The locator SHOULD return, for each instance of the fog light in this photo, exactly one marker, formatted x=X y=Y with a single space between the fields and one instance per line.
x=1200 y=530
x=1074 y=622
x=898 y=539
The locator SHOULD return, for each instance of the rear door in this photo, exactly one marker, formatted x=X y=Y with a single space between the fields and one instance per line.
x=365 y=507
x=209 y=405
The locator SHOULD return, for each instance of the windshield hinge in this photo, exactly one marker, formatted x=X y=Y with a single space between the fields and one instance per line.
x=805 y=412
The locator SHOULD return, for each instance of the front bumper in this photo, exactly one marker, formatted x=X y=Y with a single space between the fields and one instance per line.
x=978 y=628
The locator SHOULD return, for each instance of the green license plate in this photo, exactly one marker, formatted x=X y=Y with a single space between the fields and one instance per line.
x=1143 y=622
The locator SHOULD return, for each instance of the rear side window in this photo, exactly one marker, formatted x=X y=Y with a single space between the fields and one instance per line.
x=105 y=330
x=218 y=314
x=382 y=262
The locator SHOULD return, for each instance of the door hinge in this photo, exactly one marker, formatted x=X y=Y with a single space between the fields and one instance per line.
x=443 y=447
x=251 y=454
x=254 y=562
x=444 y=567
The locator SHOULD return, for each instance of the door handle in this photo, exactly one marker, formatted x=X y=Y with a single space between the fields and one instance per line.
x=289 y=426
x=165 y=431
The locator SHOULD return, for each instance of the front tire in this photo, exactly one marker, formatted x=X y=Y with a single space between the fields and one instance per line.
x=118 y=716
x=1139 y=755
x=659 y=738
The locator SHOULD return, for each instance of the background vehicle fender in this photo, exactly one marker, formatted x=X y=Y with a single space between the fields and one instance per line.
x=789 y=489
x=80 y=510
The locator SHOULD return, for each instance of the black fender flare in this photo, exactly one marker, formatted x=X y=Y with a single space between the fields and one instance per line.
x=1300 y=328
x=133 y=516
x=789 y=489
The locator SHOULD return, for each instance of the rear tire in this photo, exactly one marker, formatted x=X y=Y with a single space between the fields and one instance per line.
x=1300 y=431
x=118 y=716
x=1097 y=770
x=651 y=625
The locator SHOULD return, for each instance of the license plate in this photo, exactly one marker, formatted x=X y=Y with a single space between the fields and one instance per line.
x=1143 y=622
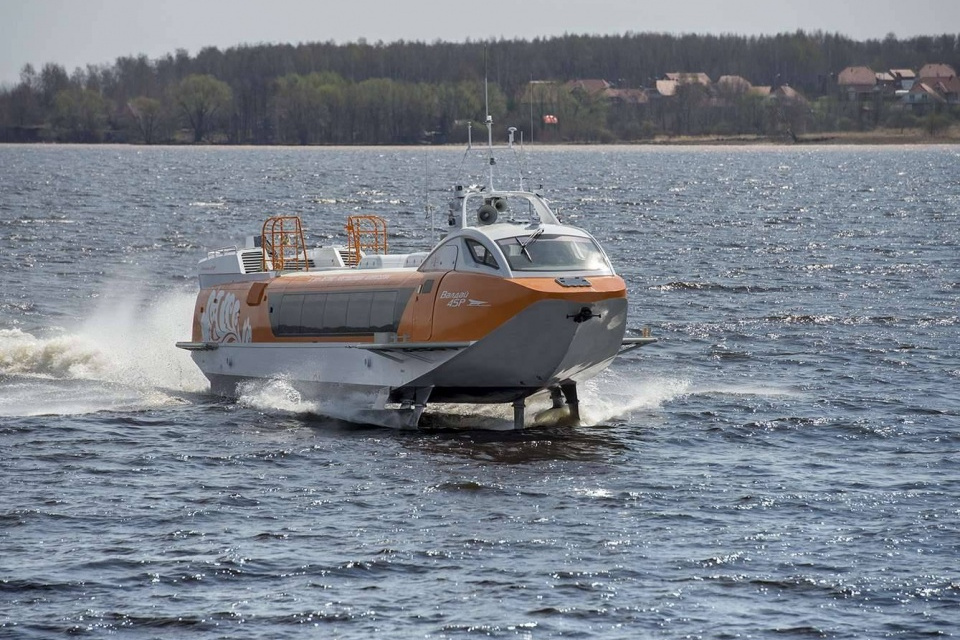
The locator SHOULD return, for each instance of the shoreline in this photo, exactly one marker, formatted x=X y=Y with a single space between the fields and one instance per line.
x=878 y=137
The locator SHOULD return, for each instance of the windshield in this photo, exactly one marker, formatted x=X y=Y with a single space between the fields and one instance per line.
x=553 y=252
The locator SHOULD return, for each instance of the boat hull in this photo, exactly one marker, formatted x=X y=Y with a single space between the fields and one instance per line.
x=542 y=347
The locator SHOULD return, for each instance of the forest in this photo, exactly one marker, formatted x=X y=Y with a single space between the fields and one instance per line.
x=415 y=92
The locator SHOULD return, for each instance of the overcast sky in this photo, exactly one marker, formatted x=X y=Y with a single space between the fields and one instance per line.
x=75 y=33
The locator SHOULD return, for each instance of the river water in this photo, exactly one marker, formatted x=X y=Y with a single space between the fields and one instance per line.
x=785 y=462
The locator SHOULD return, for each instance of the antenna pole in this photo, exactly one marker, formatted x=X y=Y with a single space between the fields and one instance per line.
x=489 y=121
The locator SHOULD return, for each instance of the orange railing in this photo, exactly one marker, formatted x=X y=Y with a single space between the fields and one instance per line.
x=366 y=234
x=283 y=246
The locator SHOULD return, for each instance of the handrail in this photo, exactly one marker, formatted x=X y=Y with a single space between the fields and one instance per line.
x=366 y=232
x=282 y=242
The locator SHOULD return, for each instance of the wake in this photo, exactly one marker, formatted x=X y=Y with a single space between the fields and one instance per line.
x=121 y=358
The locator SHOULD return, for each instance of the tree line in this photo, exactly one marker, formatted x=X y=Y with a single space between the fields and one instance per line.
x=411 y=92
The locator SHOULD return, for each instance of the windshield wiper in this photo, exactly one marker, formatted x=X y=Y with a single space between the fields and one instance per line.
x=530 y=240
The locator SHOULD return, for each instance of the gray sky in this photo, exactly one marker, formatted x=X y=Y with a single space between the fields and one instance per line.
x=79 y=32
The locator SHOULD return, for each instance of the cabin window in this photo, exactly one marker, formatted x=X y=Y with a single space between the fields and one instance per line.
x=311 y=319
x=335 y=312
x=481 y=254
x=338 y=313
x=553 y=252
x=444 y=258
x=358 y=309
x=383 y=310
x=290 y=307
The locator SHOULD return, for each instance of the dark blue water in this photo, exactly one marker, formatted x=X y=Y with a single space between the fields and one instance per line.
x=784 y=463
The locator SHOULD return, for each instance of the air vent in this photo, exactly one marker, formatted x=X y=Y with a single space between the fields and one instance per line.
x=349 y=256
x=252 y=260
x=573 y=281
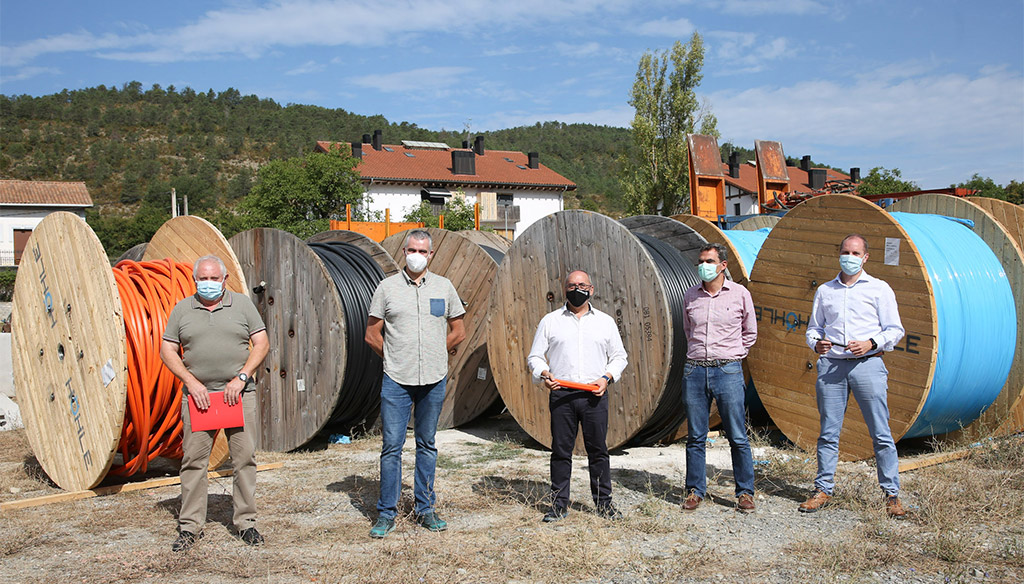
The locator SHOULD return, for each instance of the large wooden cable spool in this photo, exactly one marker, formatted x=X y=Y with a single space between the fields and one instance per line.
x=802 y=253
x=1008 y=250
x=186 y=239
x=71 y=360
x=301 y=378
x=1012 y=218
x=469 y=259
x=628 y=286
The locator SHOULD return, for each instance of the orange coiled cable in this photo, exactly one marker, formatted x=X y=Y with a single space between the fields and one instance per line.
x=148 y=291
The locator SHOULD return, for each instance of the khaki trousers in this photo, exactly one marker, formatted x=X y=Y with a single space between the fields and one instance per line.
x=196 y=459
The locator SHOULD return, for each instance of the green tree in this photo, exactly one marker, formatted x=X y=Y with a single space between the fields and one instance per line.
x=655 y=176
x=300 y=195
x=984 y=185
x=883 y=181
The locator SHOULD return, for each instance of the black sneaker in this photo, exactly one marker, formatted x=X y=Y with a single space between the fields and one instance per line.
x=185 y=541
x=608 y=512
x=383 y=527
x=251 y=537
x=432 y=522
x=555 y=514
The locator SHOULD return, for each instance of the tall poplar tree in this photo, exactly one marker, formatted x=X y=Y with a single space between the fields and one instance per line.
x=655 y=177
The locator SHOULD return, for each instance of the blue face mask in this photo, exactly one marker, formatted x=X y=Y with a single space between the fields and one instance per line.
x=850 y=264
x=708 y=272
x=209 y=290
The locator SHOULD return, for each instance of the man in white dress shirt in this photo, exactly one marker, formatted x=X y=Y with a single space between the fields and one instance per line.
x=854 y=320
x=581 y=344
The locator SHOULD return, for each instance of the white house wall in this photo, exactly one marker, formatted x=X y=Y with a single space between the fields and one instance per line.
x=534 y=205
x=22 y=218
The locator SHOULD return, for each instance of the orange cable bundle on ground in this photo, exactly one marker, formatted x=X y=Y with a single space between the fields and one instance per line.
x=148 y=292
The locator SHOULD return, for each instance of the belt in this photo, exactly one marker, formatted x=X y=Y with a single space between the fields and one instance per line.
x=710 y=362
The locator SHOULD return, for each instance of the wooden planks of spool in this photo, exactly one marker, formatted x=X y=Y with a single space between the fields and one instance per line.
x=529 y=283
x=469 y=259
x=303 y=375
x=1001 y=416
x=69 y=348
x=801 y=253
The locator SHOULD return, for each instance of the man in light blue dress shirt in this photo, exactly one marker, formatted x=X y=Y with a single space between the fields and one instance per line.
x=854 y=320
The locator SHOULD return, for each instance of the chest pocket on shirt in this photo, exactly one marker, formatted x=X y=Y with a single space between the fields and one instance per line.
x=437 y=306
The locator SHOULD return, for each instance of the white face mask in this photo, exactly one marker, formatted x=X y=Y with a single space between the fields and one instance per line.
x=417 y=262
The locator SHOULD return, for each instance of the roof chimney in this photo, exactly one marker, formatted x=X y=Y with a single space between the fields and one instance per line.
x=463 y=162
x=816 y=178
x=734 y=164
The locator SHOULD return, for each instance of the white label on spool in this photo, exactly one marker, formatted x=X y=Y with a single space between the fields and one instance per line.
x=892 y=251
x=107 y=372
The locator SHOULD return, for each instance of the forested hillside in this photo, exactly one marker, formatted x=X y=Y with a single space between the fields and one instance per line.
x=131 y=146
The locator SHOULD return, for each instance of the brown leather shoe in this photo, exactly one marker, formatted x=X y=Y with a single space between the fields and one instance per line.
x=745 y=503
x=820 y=499
x=894 y=507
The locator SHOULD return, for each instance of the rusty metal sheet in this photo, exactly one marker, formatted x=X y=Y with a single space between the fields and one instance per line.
x=771 y=160
x=706 y=159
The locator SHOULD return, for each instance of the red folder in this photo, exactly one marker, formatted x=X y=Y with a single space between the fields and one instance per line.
x=574 y=385
x=219 y=416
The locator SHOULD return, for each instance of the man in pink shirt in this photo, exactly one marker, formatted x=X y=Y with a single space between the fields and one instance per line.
x=720 y=330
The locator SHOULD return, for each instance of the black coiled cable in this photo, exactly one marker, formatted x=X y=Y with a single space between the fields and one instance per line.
x=356 y=276
x=677 y=276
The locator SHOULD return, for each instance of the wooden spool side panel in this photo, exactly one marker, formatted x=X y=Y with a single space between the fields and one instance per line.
x=300 y=380
x=529 y=284
x=373 y=249
x=802 y=253
x=471 y=388
x=738 y=272
x=188 y=238
x=66 y=303
x=1006 y=248
x=758 y=222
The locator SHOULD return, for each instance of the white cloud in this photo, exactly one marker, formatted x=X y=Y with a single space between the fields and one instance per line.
x=307 y=68
x=680 y=28
x=943 y=124
x=433 y=79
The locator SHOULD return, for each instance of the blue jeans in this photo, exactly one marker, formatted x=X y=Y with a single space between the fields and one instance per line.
x=725 y=385
x=397 y=403
x=868 y=380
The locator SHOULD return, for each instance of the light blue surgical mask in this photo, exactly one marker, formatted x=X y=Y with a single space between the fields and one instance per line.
x=708 y=272
x=209 y=289
x=850 y=264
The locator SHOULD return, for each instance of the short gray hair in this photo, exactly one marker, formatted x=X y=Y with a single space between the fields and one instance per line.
x=723 y=255
x=206 y=258
x=419 y=235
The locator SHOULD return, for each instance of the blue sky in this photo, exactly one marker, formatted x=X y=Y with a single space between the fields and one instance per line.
x=933 y=88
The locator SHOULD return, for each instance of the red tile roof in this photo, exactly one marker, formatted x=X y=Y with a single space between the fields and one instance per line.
x=434 y=166
x=44 y=193
x=799 y=180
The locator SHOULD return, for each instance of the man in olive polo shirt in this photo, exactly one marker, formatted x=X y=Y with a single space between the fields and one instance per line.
x=206 y=344
x=415 y=321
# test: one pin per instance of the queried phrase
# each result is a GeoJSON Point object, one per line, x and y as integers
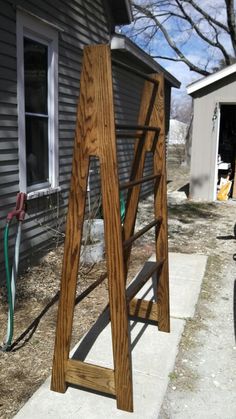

..............................

_Your instructions_: Format the rows from the line with "The locator SHOULD return, for each instance of the antenna" to the line with "x=121 y=358" as a JSON list of strings, one string per line, leaving out blank lines.

_Solution below_:
[
  "The locator SHOULD return, for each instance of the antenna pole in this photo, exactly one marker, formatted x=X y=Y with a single space between the fields and one instance per line.",
  "x=489 y=121",
  "The locator SHOULD return, for each instance of the orange railing in this photo, exactly one marker, formatted x=X y=Y with a single space between the fields and one instance per line.",
  "x=366 y=234",
  "x=283 y=246",
  "The locator SHOULD return, for each instance of the handrail in this photo, exactly one marker, formatted x=X y=Y with a single space between the fields and one instance per line.",
  "x=366 y=232",
  "x=282 y=242",
  "The locator SHOULD return, for each instance of the wake in this photo, exactly one marker, formatted x=X y=Y with a single space between the fields and one instance per line.",
  "x=121 y=358"
]